• [ASSIGNMENT]: Print every line of the items below word for word, changing nothing.

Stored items
══════
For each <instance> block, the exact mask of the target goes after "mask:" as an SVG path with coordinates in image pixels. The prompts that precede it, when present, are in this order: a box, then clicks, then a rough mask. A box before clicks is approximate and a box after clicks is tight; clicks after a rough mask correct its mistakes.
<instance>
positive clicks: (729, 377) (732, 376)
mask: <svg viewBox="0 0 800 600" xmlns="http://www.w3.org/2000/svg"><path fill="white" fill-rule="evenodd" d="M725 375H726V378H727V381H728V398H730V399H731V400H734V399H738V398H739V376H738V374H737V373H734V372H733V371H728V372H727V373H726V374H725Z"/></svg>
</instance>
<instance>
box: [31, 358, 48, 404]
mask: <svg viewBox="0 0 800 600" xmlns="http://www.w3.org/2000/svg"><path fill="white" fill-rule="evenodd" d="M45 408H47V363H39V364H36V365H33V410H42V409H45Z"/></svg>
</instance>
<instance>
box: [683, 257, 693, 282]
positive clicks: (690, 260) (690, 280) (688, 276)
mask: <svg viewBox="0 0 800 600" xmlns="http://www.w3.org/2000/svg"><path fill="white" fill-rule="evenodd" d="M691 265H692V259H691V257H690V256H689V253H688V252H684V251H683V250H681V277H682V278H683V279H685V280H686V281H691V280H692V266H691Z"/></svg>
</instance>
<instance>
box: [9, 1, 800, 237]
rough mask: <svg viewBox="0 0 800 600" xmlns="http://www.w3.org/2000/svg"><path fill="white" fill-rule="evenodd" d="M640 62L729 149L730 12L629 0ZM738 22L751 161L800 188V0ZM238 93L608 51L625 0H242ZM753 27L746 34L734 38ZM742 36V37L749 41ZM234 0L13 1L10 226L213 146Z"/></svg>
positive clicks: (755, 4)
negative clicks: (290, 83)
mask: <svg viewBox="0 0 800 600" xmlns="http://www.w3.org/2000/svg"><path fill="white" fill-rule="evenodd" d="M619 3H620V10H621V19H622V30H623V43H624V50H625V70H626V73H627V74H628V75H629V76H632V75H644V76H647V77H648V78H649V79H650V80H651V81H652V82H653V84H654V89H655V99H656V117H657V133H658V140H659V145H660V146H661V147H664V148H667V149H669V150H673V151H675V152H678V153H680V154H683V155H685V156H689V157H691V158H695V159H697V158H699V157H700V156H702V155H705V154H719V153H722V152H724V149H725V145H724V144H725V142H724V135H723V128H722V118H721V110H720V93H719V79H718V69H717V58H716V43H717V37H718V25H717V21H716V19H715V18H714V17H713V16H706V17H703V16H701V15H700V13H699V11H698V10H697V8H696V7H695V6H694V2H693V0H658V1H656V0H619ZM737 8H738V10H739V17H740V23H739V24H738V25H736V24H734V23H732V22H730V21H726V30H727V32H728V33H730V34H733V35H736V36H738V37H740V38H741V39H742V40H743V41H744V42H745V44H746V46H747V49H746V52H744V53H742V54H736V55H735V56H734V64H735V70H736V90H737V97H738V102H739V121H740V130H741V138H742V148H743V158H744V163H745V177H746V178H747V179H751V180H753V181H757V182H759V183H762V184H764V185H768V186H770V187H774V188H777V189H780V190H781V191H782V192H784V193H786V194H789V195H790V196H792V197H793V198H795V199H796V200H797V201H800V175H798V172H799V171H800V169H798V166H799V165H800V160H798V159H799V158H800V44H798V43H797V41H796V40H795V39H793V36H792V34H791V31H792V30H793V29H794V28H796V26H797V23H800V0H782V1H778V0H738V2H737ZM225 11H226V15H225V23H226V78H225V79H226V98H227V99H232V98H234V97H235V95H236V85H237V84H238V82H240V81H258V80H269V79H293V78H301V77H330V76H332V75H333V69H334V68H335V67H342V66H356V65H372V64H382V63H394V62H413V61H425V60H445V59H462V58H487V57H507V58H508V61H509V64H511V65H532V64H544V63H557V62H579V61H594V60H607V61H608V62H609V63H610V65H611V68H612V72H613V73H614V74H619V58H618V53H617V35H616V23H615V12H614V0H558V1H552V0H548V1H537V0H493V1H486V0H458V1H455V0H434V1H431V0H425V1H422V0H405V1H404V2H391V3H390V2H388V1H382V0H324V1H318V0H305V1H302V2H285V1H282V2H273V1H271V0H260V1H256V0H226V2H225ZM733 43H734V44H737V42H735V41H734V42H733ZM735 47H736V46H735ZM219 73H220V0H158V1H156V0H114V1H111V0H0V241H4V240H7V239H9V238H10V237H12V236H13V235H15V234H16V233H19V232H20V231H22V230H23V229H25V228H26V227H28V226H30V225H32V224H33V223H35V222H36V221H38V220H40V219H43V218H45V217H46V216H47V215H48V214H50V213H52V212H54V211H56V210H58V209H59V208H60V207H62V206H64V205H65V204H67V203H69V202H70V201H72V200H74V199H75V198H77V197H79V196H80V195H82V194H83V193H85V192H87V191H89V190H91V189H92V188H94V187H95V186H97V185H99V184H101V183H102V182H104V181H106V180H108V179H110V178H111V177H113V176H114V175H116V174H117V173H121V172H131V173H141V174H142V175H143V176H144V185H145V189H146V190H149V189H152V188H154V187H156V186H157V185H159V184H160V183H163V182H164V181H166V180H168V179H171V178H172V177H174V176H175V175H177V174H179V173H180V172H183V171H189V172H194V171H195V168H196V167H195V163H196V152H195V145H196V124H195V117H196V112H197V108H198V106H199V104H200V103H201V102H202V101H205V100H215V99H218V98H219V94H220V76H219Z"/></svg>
══════
• [OUTPUT OF THE EXERCISE]:
For each <instance> block, the exact mask of the target goes after "mask:" as an SVG path with coordinates in image pixels. The prompts that precede it, when present, are in this order: a box, then clicks, then a rough mask. A box before clicks is approximate and a box after clicks is tight; clicks after a rough mask correct its mistakes.
<instance>
positive clicks: (729, 377) (732, 376)
mask: <svg viewBox="0 0 800 600" xmlns="http://www.w3.org/2000/svg"><path fill="white" fill-rule="evenodd" d="M725 375H726V378H727V381H728V398H730V399H731V400H734V399H738V398H739V376H738V374H737V373H734V372H733V371H728V372H727V373H726V374H725Z"/></svg>
</instance>
<instance>
box: [31, 358, 48, 404]
mask: <svg viewBox="0 0 800 600" xmlns="http://www.w3.org/2000/svg"><path fill="white" fill-rule="evenodd" d="M45 408H47V363H39V364H36V365H33V410H42V409H45Z"/></svg>
</instance>
<instance>
box: [683, 257, 693, 282]
positive clicks: (690, 260) (690, 280) (688, 276)
mask: <svg viewBox="0 0 800 600" xmlns="http://www.w3.org/2000/svg"><path fill="white" fill-rule="evenodd" d="M691 265H692V259H691V257H690V256H689V253H688V252H684V251H683V250H681V277H682V278H683V279H685V280H686V281H691V280H692V266H691Z"/></svg>
</instance>
<instance>
box: [9, 1, 800, 237]
rough mask: <svg viewBox="0 0 800 600" xmlns="http://www.w3.org/2000/svg"><path fill="white" fill-rule="evenodd" d="M640 62L729 149L730 12L629 0ZM738 22L751 161L800 188V0ZM238 93L608 51L625 0H242ZM753 27L746 34L734 38ZM742 36V37L749 41ZM234 0L13 1L10 226L213 146Z"/></svg>
positive clicks: (755, 4)
negative clicks: (290, 83)
mask: <svg viewBox="0 0 800 600" xmlns="http://www.w3.org/2000/svg"><path fill="white" fill-rule="evenodd" d="M619 3H620V10H621V19H622V30H623V43H624V50H625V70H626V73H627V74H628V75H629V76H632V75H644V76H647V77H648V78H649V79H650V80H651V81H652V82H653V84H654V89H655V99H656V117H657V133H658V140H659V145H660V146H661V147H664V148H667V149H669V150H673V151H675V152H678V153H680V154H683V155H685V156H689V157H691V158H695V159H697V158H699V157H700V156H702V155H705V154H719V153H722V152H724V149H725V145H724V144H725V142H724V135H723V128H722V118H721V110H720V93H719V79H718V69H717V58H716V43H717V37H718V25H717V21H716V19H715V18H714V17H713V16H706V17H703V16H701V15H700V13H699V11H698V10H697V8H696V7H695V6H694V2H693V0H658V1H656V0H619ZM737 8H738V10H739V17H740V23H739V24H738V25H736V24H734V23H732V22H730V21H726V30H727V32H728V33H730V34H733V35H736V36H738V37H740V38H741V39H742V40H743V41H744V42H745V44H746V46H747V49H746V52H744V53H742V54H736V55H735V56H734V64H735V70H736V90H737V97H738V102H739V121H740V130H741V138H742V148H743V158H744V163H745V177H746V178H747V179H751V180H753V181H757V182H759V183H762V184H764V185H768V186H770V187H774V188H777V189H780V190H781V191H782V192H784V193H786V194H789V195H790V196H792V197H793V198H795V199H796V200H797V201H800V175H798V172H799V171H800V169H798V166H799V165H800V160H798V159H799V158H800V44H798V43H797V41H796V40H795V39H793V36H792V34H791V31H792V30H793V29H794V28H796V26H797V23H800V0H782V1H778V0H738V2H737ZM225 11H226V15H225V23H226V78H225V79H226V98H227V99H232V98H234V97H235V95H236V85H237V84H238V82H240V81H258V80H269V79H293V78H301V77H330V76H332V75H333V69H334V68H335V67H342V66H356V65H372V64H382V63H394V62H413V61H425V60H445V59H462V58H487V57H507V58H508V61H509V64H511V65H532V64H544V63H557V62H579V61H594V60H607V61H608V62H609V63H610V65H611V68H612V72H613V73H614V74H619V58H618V53H617V35H616V23H615V12H614V0H558V1H552V0H548V1H537V0H493V1H486V0H458V1H455V0H434V1H431V0H425V1H422V0H405V1H404V2H391V3H390V2H388V1H382V0H324V1H318V0H305V1H302V2H285V1H282V2H273V1H271V0H260V1H256V0H226V2H225ZM733 43H734V44H737V42H735V41H734V42H733ZM735 47H736V46H735ZM219 73H220V0H158V1H156V0H114V1H111V0H0V241H4V240H7V239H9V238H10V237H12V236H13V235H15V234H16V233H19V232H20V231H22V230H23V229H25V228H26V227H28V226H30V225H32V224H33V223H35V222H36V221H38V220H40V219H43V218H45V217H46V216H47V215H48V214H50V213H52V212H54V211H56V210H58V209H59V208H60V207H62V206H64V205H65V204H67V203H69V202H70V201H72V200H74V199H75V198H77V197H79V196H80V195H82V194H83V193H85V192H87V191H89V190H91V189H92V188H94V187H95V186H97V185H99V184H101V183H102V182H104V181H106V180H108V179H110V178H111V177H113V176H114V175H116V174H117V173H121V172H131V173H141V174H142V175H143V176H144V185H145V189H146V190H149V189H152V188H154V187H156V186H157V185H159V184H160V183H163V182H164V181H166V180H168V179H171V178H172V177H174V176H175V175H177V174H179V173H180V172H183V171H189V172H194V171H195V168H196V167H195V163H196V152H195V145H196V124H195V117H196V112H197V108H198V106H199V104H200V103H201V102H202V101H205V100H215V99H218V98H219V94H220V76H219Z"/></svg>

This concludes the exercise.